◆ **DOCUMENT SECTION**
++++++
As they started to play, and they played pretty well, my mind drifted to the relationship subject we’ve been discussing. Four women playing complex music in relation to each other. In order for this to happen, I thought, “what must be true for them?”
I started quickly to run through all the assumptions I was holding about what made this possible. They all had to be somewhat accomplished on their individual instruments, they had to have decided as a group to show up at this particular place, and time, with the common desire to perform. They had to come to agreement on what pieces they would play, and when in the performance each piece would be played.
They must trust each other in each moment, that each would continue to do her part, at the required moment in time. That each would listen to the others so that they could play as a unit, and with the required dynamics.
I guess I could go on and on.
Then I started to have some hallucinations about their history. I got ideas about their nationality, where they currently live, what they might be experiencing, from observing the expressions on their faces. I believed, I could sense how they felt about each from little observations, as one would play a more complex part, and another could be witness to it.
I tend to fill in the blanks with made up stuff until I know all the details. It happens automatically. Sometimes I am right sometimes I am way off. Is this a function of my neurology? Does the brain take what is observed sensorially,refect it on what has been experienced in the past, and make a fuller, more vivid “story”, and then change the “story” incrementally as more information becomes available?
Mark,
Thanks for the comments.
I’d first of all refer you back again to blog of a few days ago, Expert Mind? regarding the article in Scientific American, “Expert Mind.”
In this article the authors discuss the idea of what makes the expert mind what it is ... including an extensive critical mass of historical data. However, what I’m referencing above goes beyond the referencing of stored data ... way beyond!
Where I’m going is beyond what is know to address what is unknown ... and what cannot be known! Then working from this building the data to make it so ...
Hope that helps ...
Joseph Riggio, Ph.D.
A little confused...How is this different from fate or the notion that your relationship(s) is/are “meant to be”? I get that relationships are about our responses to others (sort of get it), but don’t get the leap from that to predetermined relationships.
Allison
Allison,
My concept seems to me very different from “fate” in that there is no “pre-destiny” in regard to any particular person I either perceive or imply.
++++++
◆ **PROVIDED INFORMATION**
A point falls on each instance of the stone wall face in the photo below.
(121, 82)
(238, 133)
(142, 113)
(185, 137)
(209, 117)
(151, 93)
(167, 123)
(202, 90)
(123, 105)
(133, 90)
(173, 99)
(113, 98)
++++++
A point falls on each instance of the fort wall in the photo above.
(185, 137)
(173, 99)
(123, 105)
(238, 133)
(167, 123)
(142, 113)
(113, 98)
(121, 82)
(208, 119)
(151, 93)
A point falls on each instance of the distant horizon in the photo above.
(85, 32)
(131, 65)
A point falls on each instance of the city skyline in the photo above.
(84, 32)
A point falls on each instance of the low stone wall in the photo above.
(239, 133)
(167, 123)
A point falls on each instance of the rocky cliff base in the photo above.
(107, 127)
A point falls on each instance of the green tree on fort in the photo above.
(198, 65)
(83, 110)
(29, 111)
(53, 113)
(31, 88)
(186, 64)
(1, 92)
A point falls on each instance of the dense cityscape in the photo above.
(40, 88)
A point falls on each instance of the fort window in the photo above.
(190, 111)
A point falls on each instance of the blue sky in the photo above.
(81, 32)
++++++
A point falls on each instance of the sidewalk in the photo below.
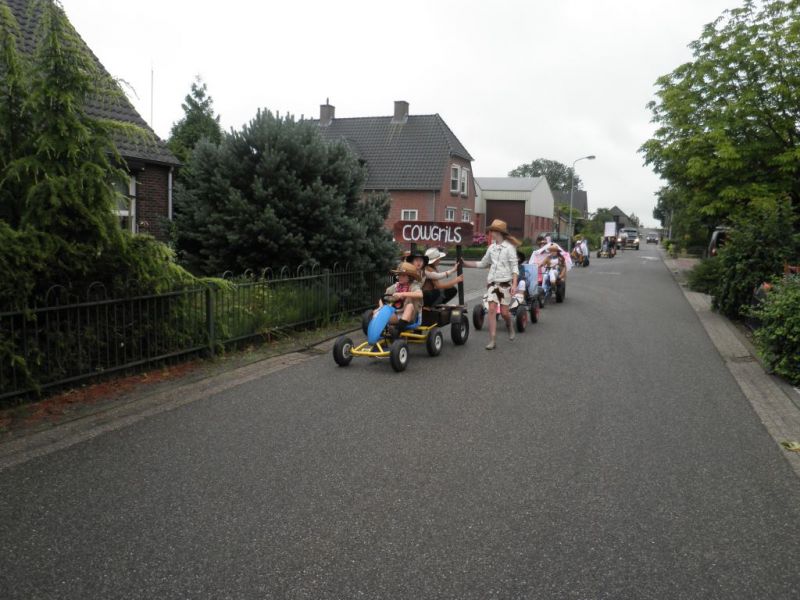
++++++
◆ **WHAT YOU SHOULD DO**
Answer these from the blog comment thread above.
(a) How many women were playing the music that the first commenter describes?
(b) In which publication did the article "Expert Mind" appear?
(c) Allison asks how the concept differs from which two ideas?

◆ **COMPLETE OUTPUT**
(a) Four.
(b) Scientific American.
(c) Fate, and the notion that a relationship is "meant to be."